Rescale the rows in the stretch from the line containing "Where can you find the green foliage?" through the line containing "<point>1247,624</point>", and give only those lines again, requests included. Multiply each answer point coordinate by 0.6 and round it to a whole number, with halves rounded up; leave the numbers in the requests and their format samples unchanged.
-.-.-
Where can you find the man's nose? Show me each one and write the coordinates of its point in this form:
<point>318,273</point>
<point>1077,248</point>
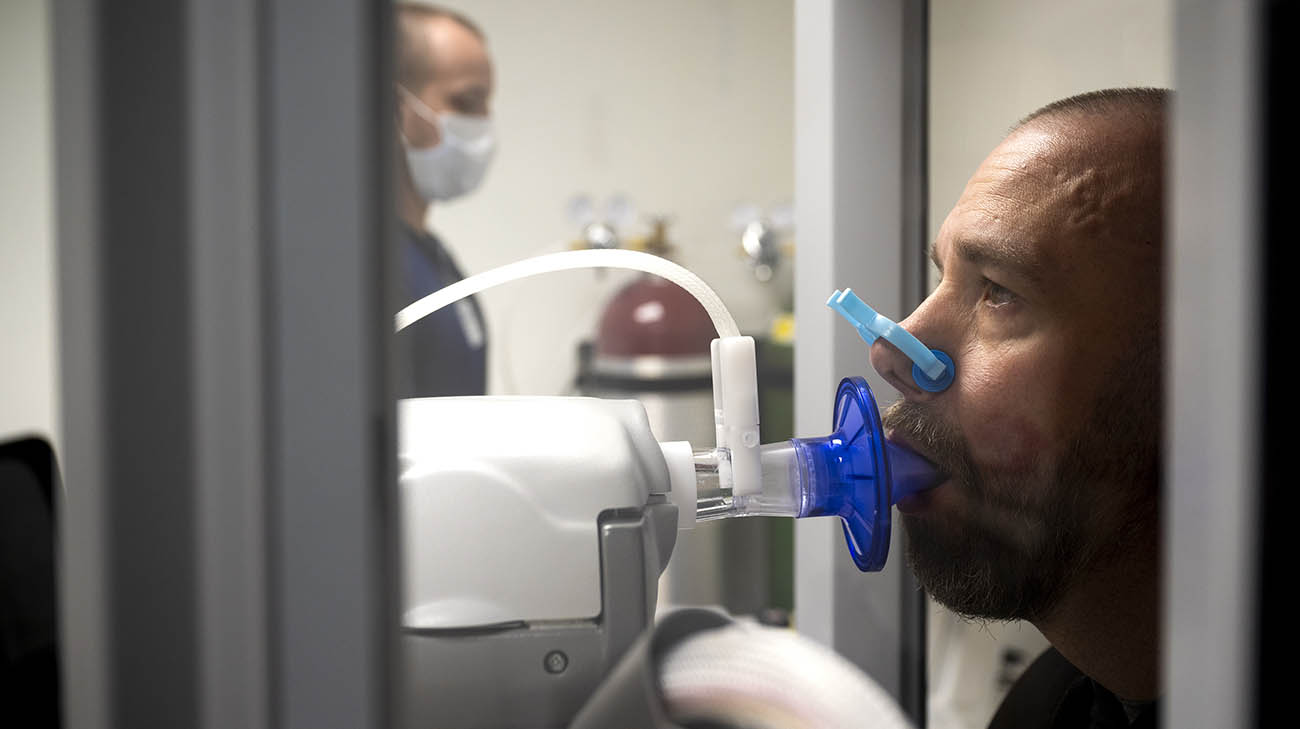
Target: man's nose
<point>895,367</point>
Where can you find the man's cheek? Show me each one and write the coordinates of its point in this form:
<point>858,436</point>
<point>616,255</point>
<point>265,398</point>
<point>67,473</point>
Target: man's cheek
<point>1001,434</point>
<point>1005,443</point>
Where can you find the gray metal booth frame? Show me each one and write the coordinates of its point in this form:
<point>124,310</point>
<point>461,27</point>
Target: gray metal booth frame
<point>229,550</point>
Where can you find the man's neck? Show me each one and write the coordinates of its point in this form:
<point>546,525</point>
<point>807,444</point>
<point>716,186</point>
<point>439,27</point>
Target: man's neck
<point>1108,626</point>
<point>411,207</point>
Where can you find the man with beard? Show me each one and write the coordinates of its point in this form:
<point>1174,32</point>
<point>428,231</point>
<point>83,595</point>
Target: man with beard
<point>1049,304</point>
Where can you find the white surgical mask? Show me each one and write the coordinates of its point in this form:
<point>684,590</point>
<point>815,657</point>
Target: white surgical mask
<point>458,163</point>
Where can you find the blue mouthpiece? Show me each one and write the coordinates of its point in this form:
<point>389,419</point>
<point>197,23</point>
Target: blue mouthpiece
<point>856,474</point>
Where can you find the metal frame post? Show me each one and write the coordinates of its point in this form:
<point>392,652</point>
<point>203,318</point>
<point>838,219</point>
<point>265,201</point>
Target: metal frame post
<point>229,478</point>
<point>859,192</point>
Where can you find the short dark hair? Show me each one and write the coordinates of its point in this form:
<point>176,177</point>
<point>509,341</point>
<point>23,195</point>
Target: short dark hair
<point>1147,103</point>
<point>414,55</point>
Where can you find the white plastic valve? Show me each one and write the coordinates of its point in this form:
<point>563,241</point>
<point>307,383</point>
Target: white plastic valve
<point>736,409</point>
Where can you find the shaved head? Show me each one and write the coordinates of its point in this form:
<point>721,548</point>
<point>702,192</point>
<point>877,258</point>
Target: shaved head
<point>416,56</point>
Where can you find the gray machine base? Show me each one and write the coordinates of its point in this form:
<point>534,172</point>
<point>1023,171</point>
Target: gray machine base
<point>540,675</point>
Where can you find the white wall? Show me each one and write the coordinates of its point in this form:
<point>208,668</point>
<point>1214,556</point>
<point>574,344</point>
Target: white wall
<point>684,105</point>
<point>991,64</point>
<point>29,396</point>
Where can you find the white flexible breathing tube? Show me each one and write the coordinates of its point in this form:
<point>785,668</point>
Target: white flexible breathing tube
<point>566,260</point>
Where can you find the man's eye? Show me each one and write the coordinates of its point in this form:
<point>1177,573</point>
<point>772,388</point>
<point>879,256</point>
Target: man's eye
<point>997,296</point>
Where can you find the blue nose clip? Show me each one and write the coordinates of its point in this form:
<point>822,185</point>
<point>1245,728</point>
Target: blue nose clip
<point>931,369</point>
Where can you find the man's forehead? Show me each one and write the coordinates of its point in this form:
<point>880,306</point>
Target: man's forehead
<point>1035,192</point>
<point>456,52</point>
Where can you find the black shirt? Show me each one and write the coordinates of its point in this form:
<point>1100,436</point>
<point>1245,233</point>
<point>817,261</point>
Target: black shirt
<point>445,352</point>
<point>1053,694</point>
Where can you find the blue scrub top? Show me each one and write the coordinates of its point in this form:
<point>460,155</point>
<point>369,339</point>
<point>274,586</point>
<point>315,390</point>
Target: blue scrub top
<point>445,352</point>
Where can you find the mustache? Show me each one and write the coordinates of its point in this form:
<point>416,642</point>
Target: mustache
<point>936,438</point>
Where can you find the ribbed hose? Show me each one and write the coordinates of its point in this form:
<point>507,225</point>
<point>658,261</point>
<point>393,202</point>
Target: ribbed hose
<point>567,260</point>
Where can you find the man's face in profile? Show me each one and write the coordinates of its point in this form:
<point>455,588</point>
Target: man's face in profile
<point>1049,306</point>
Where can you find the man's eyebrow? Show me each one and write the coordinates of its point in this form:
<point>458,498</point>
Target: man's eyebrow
<point>992,254</point>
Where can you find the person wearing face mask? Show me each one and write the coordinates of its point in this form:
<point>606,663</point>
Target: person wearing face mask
<point>443,89</point>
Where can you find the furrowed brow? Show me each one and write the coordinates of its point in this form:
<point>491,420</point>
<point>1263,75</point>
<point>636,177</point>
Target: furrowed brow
<point>993,255</point>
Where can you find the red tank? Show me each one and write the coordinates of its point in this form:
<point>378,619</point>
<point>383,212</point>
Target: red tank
<point>653,316</point>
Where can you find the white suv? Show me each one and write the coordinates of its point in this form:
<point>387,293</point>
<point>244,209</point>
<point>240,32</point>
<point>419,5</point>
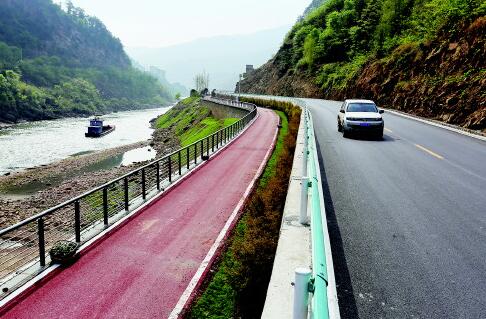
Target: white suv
<point>360,116</point>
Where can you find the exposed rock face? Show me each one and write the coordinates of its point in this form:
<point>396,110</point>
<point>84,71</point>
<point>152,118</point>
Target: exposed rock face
<point>444,79</point>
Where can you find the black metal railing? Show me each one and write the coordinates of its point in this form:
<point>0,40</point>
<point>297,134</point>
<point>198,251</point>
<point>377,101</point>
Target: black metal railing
<point>24,247</point>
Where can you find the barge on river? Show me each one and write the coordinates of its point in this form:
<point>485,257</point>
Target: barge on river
<point>97,129</point>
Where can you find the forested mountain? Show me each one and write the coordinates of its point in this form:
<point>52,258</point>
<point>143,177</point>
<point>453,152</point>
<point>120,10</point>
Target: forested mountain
<point>56,62</point>
<point>421,56</point>
<point>161,75</point>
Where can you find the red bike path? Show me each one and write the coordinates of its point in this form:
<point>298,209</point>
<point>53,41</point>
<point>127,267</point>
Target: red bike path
<point>142,269</point>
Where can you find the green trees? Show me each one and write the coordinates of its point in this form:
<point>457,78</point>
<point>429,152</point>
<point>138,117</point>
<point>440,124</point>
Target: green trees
<point>336,39</point>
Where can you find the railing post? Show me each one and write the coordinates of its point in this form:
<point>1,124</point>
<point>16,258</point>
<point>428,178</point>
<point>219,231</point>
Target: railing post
<point>144,189</point>
<point>180,162</point>
<point>305,151</point>
<point>105,206</point>
<point>303,200</point>
<point>301,293</point>
<point>188,157</point>
<point>170,168</point>
<point>157,165</point>
<point>125,186</point>
<point>77,221</point>
<point>42,242</point>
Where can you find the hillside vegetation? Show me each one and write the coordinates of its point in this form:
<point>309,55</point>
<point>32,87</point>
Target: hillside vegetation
<point>56,62</point>
<point>420,56</point>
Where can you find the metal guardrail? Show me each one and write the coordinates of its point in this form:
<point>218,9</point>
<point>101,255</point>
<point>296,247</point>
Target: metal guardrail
<point>24,247</point>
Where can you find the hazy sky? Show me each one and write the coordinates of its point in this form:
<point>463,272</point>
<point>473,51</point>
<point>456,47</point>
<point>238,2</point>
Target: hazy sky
<point>157,23</point>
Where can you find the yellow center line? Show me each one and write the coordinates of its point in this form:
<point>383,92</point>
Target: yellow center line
<point>429,151</point>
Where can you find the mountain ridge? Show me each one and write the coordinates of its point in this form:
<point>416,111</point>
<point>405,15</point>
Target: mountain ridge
<point>425,58</point>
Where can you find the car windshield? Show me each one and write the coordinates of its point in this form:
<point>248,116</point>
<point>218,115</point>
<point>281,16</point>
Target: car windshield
<point>361,107</point>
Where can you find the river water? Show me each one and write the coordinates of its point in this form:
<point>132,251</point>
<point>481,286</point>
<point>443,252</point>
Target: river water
<point>33,144</point>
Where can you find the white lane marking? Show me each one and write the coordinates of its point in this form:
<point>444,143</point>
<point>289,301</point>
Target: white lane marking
<point>445,127</point>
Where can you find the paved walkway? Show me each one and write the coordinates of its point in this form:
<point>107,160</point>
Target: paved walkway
<point>142,269</point>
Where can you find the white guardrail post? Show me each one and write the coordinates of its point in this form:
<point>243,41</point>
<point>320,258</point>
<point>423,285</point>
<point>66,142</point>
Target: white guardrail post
<point>301,293</point>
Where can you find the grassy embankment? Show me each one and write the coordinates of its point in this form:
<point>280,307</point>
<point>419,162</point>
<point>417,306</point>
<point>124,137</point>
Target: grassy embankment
<point>191,121</point>
<point>239,284</point>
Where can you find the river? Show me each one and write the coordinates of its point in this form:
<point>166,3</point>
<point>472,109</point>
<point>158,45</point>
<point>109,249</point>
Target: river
<point>33,144</point>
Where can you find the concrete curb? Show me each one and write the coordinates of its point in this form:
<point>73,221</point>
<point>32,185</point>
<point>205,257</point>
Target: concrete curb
<point>44,276</point>
<point>198,278</point>
<point>436,124</point>
<point>294,244</point>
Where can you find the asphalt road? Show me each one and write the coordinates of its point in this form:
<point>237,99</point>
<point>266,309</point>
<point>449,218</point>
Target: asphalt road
<point>407,218</point>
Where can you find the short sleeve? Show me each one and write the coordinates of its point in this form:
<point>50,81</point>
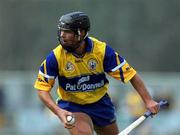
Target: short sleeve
<point>48,71</point>
<point>116,66</point>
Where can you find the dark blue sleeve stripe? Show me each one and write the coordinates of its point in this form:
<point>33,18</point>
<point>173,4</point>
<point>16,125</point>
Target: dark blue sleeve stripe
<point>109,59</point>
<point>51,65</point>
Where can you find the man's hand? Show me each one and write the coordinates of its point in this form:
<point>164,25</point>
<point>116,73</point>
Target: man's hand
<point>152,106</point>
<point>62,115</point>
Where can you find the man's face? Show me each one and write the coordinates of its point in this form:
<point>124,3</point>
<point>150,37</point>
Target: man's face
<point>69,40</point>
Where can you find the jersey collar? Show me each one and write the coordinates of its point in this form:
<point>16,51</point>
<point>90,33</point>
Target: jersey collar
<point>89,44</point>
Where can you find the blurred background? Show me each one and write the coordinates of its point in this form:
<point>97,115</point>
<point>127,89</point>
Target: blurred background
<point>145,32</point>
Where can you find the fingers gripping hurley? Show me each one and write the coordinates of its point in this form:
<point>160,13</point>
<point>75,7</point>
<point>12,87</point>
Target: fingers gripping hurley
<point>70,119</point>
<point>127,130</point>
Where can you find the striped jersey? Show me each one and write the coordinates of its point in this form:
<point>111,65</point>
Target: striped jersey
<point>83,80</point>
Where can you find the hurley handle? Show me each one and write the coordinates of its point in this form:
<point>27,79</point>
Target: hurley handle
<point>162,103</point>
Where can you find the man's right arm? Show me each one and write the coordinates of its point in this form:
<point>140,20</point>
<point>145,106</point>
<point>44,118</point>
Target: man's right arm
<point>49,102</point>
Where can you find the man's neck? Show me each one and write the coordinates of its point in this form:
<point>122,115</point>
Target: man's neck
<point>81,50</point>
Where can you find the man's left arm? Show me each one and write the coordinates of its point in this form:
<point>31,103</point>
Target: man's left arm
<point>138,84</point>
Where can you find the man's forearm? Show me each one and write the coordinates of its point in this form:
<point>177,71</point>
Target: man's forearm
<point>48,101</point>
<point>138,84</point>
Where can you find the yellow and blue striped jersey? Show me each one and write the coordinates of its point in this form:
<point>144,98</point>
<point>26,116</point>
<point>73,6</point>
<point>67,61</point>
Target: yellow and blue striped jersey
<point>83,80</point>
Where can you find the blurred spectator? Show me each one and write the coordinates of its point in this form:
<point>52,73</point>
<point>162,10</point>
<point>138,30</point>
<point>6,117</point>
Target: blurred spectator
<point>2,108</point>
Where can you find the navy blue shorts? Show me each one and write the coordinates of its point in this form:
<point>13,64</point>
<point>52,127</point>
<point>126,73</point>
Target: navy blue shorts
<point>101,112</point>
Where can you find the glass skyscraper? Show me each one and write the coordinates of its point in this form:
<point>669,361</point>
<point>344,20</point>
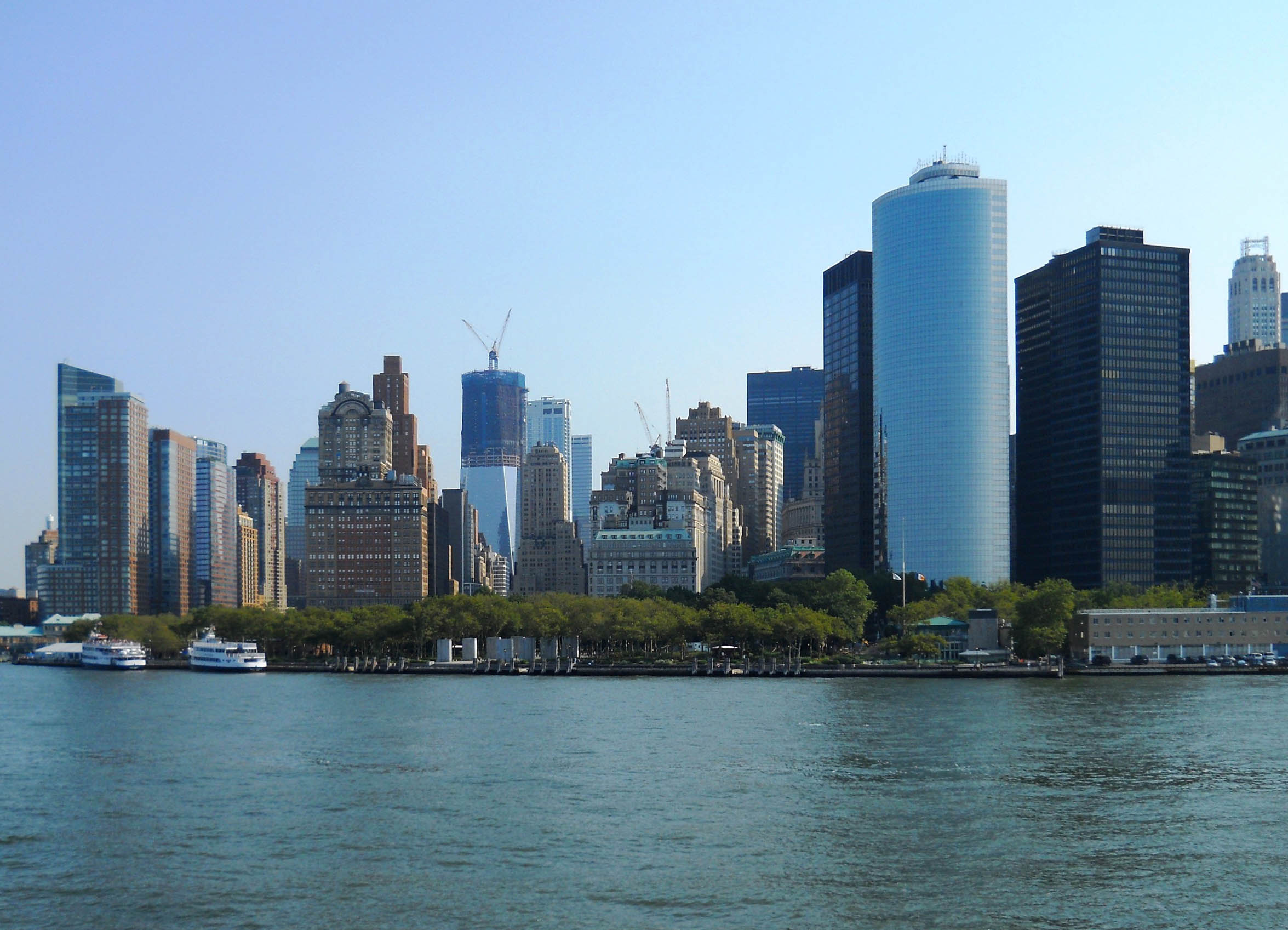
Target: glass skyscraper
<point>853,503</point>
<point>941,373</point>
<point>305,472</point>
<point>102,499</point>
<point>493,445</point>
<point>791,401</point>
<point>1103,403</point>
<point>582,483</point>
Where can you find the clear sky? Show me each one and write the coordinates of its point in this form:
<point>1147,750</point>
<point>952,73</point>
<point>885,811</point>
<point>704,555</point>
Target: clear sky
<point>233,207</point>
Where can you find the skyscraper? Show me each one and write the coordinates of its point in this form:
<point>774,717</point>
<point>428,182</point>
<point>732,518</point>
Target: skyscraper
<point>259,494</point>
<point>1253,302</point>
<point>941,374</point>
<point>305,472</point>
<point>173,484</point>
<point>215,527</point>
<point>707,431</point>
<point>369,530</point>
<point>551,556</point>
<point>102,498</point>
<point>760,476</point>
<point>1102,449</point>
<point>549,421</point>
<point>582,483</point>
<point>853,500</point>
<point>493,436</point>
<point>791,401</point>
<point>43,552</point>
<point>392,390</point>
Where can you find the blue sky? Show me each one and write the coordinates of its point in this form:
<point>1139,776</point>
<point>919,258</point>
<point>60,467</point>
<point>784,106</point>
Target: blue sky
<point>233,207</point>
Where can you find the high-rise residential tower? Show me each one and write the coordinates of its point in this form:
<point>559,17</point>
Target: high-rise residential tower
<point>102,499</point>
<point>582,484</point>
<point>215,527</point>
<point>493,436</point>
<point>549,421</point>
<point>173,486</point>
<point>1103,400</point>
<point>305,472</point>
<point>853,499</point>
<point>791,401</point>
<point>259,494</point>
<point>551,556</point>
<point>1253,303</point>
<point>760,476</point>
<point>392,390</point>
<point>941,374</point>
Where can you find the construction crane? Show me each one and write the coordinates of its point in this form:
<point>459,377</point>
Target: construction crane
<point>669,420</point>
<point>651,438</point>
<point>494,357</point>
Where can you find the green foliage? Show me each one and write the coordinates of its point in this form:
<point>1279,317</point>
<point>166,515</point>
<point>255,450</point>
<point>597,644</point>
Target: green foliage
<point>921,646</point>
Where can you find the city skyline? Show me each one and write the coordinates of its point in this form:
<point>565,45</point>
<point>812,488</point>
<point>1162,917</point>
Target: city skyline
<point>138,249</point>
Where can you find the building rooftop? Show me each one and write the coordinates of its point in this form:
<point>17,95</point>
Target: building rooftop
<point>943,623</point>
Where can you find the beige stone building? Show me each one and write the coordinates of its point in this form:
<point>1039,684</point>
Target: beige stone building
<point>249,593</point>
<point>551,556</point>
<point>760,486</point>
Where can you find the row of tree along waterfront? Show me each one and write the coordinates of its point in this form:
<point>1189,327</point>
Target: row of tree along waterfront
<point>835,618</point>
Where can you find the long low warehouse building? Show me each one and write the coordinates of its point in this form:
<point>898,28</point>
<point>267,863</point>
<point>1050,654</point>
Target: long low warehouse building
<point>1247,624</point>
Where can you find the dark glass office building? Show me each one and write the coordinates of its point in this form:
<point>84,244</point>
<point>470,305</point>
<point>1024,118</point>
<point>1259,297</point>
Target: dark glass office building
<point>1103,407</point>
<point>791,401</point>
<point>853,509</point>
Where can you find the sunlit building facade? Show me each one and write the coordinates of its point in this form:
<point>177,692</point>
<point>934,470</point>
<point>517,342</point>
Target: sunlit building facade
<point>941,372</point>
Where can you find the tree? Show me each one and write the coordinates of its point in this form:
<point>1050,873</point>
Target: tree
<point>921,646</point>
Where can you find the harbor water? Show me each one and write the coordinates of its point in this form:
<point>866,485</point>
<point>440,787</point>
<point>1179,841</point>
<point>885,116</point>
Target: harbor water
<point>174,799</point>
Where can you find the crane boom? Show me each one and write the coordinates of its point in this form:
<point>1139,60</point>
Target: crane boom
<point>496,346</point>
<point>669,410</point>
<point>648,431</point>
<point>482,342</point>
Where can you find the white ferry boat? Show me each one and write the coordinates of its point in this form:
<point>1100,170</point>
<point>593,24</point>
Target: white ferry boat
<point>101,652</point>
<point>211,653</point>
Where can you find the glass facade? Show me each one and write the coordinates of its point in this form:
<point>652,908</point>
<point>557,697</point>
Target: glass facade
<point>78,461</point>
<point>1103,400</point>
<point>171,478</point>
<point>791,401</point>
<point>941,373</point>
<point>853,512</point>
<point>494,432</point>
<point>215,531</point>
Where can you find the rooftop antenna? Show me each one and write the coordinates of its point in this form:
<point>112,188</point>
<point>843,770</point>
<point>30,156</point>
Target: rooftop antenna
<point>494,357</point>
<point>669,410</point>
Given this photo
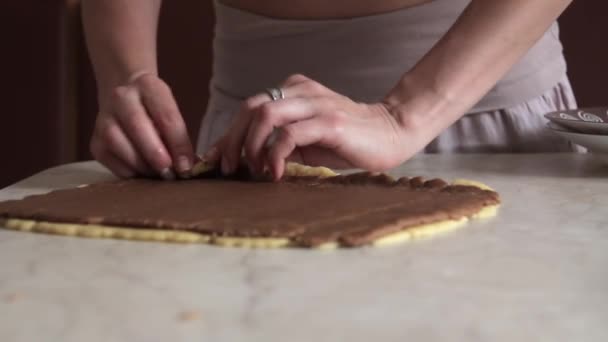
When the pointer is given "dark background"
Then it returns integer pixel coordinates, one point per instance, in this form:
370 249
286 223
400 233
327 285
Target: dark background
48 93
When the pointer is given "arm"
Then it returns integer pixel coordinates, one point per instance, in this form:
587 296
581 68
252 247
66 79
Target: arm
121 38
488 38
139 129
320 127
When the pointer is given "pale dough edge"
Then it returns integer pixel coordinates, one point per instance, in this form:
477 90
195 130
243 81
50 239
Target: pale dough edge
179 236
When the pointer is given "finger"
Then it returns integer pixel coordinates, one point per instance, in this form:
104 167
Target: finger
290 137
231 144
161 107
140 130
302 86
107 159
117 143
271 115
295 79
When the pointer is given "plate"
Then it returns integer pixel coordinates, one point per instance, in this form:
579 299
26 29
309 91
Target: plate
585 120
596 144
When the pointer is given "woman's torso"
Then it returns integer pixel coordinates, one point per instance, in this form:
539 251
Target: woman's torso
320 9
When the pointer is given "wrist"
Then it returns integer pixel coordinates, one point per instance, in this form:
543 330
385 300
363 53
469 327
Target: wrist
106 87
418 106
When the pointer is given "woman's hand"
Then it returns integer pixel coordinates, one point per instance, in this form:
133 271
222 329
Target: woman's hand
315 126
140 131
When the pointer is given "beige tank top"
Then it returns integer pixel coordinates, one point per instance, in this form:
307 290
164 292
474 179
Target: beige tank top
362 57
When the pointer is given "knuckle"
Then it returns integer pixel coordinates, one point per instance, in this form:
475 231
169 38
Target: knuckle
288 135
315 87
158 157
266 113
295 78
335 123
249 105
122 92
166 118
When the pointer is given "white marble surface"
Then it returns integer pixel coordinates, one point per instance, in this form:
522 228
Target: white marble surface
537 272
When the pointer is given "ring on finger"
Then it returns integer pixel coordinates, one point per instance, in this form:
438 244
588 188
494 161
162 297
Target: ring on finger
275 93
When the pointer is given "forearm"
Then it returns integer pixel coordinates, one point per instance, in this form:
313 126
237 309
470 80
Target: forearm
121 39
484 43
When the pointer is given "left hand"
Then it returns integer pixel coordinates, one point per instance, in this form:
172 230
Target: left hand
315 126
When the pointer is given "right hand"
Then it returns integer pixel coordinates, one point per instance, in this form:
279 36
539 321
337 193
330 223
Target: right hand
140 131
-.-.-
*ANSWER FOR THIS EXERCISE*:
Where can you find the green foliage? Show me each one and write the coordinates of its point in this form:
<point>1279,317</point>
<point>166,515</point>
<point>255,450</point>
<point>597,644</point>
Target: green foliage
<point>553,388</point>
Where can you find the city skyline? Show me each one and write the coordinates of its point in this form:
<point>565,45</point>
<point>812,488</point>
<point>1162,917</point>
Target: city skyline
<point>83,149</point>
Where can you find the building rooftop? Show me each one and write the coordinates of its point in this form:
<point>17,95</point>
Target: building rooftop
<point>566,374</point>
Where can you find the beige stone building? Show me each one and write the coordinates of its point in this form:
<point>1039,684</point>
Target: beige stone building
<point>149,356</point>
<point>331,334</point>
<point>456,292</point>
Where can you find the row of tree along waterfront? Show me each one and write the coordinates of its point in this form:
<point>1189,327</point>
Target: row of tree along waterfront
<point>501,371</point>
Where can you find the long low warehouse building? Show me each one and write the coordinates of its point in this form:
<point>898,28</point>
<point>267,863</point>
<point>1050,654</point>
Target: long low warehouse building
<point>748,374</point>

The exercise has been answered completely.